- _THINGS TO DO_:
1) Answer these questions from the article on the future of advertising, one line each, marked (a), (b), (c):
(a) Where is Hyper Island's school in Sweden located?
(b) What is the average age of the people at the New York session?
(c) How many days does their immersion last?
2) For each statement, say whether it agrees with the article on the future of advertising. Give yes or no and quote the words of the article that decide it.
(a) Hyper Island opened its New York branch last summer.
(b) Fast Company first published the feature in early 2010.
(c) According to the article, copywriting is now prized over coding.
3) Carry on the article on the future of advertising from the point where it stops.

Mayhem on Madison Avenue The Future of Advertising
January 18, 2012 by Kevin Michael Gray
Today's feature article was originally published by Fast Company late 2010 as a somewhat 'prophecy' or reactive insight into the future of the advertising industry. It takes place in Manhattan with 20+ creative directors, planners, and media strategists all searching for the same answer... 'What is the Future of Advertising.' Read the story below:
This slight three-story brick building on the edge of Chinatown has been taken over by Hyper Island, a school based in Sweden renowned for producing the most coveted digital talent in the ad industry. That school is located in an old prison on the Baltic Sea, and students are taught that there are no boundaries when it comes to digital marketing.
Last summer, the Swedes at Hyper Island recognized that where there's panic, there's opportunity, and opened this New York branch. Like the many foreigners who settled in this downtown locale before, the school arrived with its own set of promises -- to drag the denizens of Madison Avenue into the 21st century. While its students back in Sweden are "digital natives," these elder New Yorkers are "digital immigrants," who have gathered for three days of hard-core immersion in dealing with the chaos digital technology has wrought on their industry. "Something digital immigrants would do," explains one instructor, "is make a phone call to make sure someone received an email."
Most of the men and women here -- average age: 38 -- have worked at agencies for more than a decade. Such tenure used to be considered an asset, but these days it's more of a liability. They're all well aware that coding is now prized over copywriting and that a résumé that includes Xbox and Google is more desirable than one featuring stints at BBDO or Grey.
Step one of their therapy, of course, is admitting there is a problem. In this room where Swedish pastries litter a couple of Ikea tables, they have been told that their first assignment is to "put [their] digital stinky fish on the table." So each supplicant finds some space on the floor and rolls out that big blank sheet of paper. Eventually, everyone writes something, and after a few minutes, the group gathers in a circle -- a safe space -- where one by one they voice their insecurities. The first person stands up. "I walk around in fear and loathing, dazed and confused," he says. Another confesses, "I'm a person who's petrified to fail." One by one, they exhale the cold fears of an entire industry: "I feel like I'm standing here and there are a thousand baseballs dropping from the sky and I don't know which ones to catch." "I left my cushy job at a global agency. Actually, I didn't leave; I was pushed out." "I kind of feel like the digital world is a gated world. It's wide open, but I don't even know enough to walk in." "This whole 'collaboration, we'll work together as a team' breaking down of the creative director and art director team -- I find it fucking difficult."

- _SOURCE INFORMATION_:
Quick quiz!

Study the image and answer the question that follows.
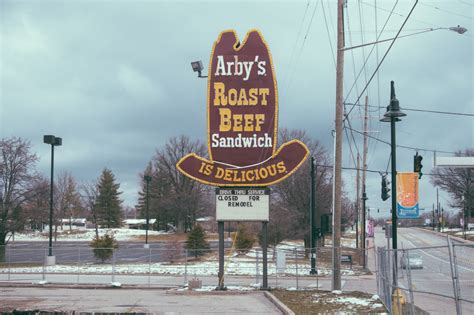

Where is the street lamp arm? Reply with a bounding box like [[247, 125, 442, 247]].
[[341, 25, 467, 51]]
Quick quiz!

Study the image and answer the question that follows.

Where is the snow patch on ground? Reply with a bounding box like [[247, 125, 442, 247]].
[[14, 228, 170, 242]]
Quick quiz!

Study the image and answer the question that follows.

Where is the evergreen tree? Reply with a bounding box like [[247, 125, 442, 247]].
[[235, 224, 255, 253], [185, 224, 210, 258], [94, 168, 122, 228]]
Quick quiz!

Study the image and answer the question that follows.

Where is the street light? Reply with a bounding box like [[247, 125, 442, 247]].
[[43, 135, 63, 265], [380, 81, 406, 288], [143, 175, 151, 248], [191, 60, 207, 78], [341, 25, 467, 51]]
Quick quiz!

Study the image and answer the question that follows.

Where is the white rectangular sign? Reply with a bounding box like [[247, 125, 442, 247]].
[[216, 188, 270, 221]]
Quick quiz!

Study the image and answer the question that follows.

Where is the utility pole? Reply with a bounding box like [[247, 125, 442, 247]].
[[436, 188, 441, 232], [362, 95, 369, 268], [356, 154, 360, 248], [332, 0, 344, 290], [309, 156, 320, 275], [431, 204, 436, 231]]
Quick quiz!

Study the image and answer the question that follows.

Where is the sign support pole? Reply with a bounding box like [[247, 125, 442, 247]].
[[309, 156, 319, 275], [217, 221, 224, 290], [262, 221, 268, 290]]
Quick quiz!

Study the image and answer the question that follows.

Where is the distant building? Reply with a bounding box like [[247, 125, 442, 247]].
[[123, 219, 156, 230], [196, 217, 217, 233]]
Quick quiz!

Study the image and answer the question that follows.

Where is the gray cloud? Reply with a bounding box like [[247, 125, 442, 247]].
[[0, 1, 474, 216]]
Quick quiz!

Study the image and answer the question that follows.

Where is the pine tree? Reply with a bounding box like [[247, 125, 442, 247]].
[[94, 168, 122, 228], [235, 224, 255, 253], [185, 224, 210, 258]]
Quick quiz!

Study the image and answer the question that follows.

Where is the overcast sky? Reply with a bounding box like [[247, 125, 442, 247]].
[[0, 0, 474, 220]]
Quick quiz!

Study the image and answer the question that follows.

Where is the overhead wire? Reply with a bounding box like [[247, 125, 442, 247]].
[[282, 0, 310, 99], [321, 1, 336, 68], [420, 2, 474, 20], [346, 127, 466, 154], [344, 103, 474, 117], [285, 0, 320, 95], [344, 0, 418, 119], [344, 0, 400, 107]]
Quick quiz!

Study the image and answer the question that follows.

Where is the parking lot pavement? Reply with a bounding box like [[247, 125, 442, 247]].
[[0, 287, 282, 314]]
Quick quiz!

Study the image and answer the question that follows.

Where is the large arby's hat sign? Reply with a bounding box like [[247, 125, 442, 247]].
[[176, 30, 309, 186]]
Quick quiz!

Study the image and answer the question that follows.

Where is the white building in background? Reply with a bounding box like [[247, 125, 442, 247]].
[[123, 219, 156, 230]]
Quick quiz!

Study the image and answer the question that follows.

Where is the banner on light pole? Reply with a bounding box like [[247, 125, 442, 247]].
[[397, 172, 420, 219]]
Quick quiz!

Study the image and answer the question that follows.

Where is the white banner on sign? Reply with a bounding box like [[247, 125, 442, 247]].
[[216, 188, 270, 221]]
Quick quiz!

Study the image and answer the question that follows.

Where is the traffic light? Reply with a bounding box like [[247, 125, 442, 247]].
[[382, 175, 390, 201], [413, 152, 423, 179]]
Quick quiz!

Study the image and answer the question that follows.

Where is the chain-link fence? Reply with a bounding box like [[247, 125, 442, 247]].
[[377, 237, 474, 314], [0, 243, 367, 289]]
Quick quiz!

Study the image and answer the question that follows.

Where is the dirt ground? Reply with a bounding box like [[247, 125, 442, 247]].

- _PER-TASK OUTPUTS_:
1)
(a) In an old prison on the Baltic Sea.
(b) 38.
(c) Three days.

2)
(a) Yes: "Last summer, the Swedes at Hyper Island recognized that where there's panic, there's opportunity, and opened this New York branch."
(b) No: "originally published by Fast Company late 2010"
(c) No: "coding is now prized over copywriting"

3)
Depending on how you look at it, the next 72 hours are either a communal hazing or a primer on today's rules of marketing. Creative teams, the participants are told, now need to behave more like improv actors -- "story building" instead of storytelling -- so they can respond in real time to an unpredictable audience. Marketing actually needs to be useful -- "use-vertising" instead of advertising -- which means that you must think more like a product developer than an entertainer. While campaigns once promised glossy anthemic concepts, perfected before being shipped off to the waiting client, digital is incremental, experimental, continually optimized -- "perpetual beta" -- and never, ever finished. "Digital will fuck you up and the way your agencies are built to make money, staff things, price things," says the instructor. "You guys have to change your DNA, and you're going to have tough decisions." Later, there's an entire lesson on letting go of egos. Throughout the session, instructors remind the novitiates that these new rules are certain to change completely, and soon.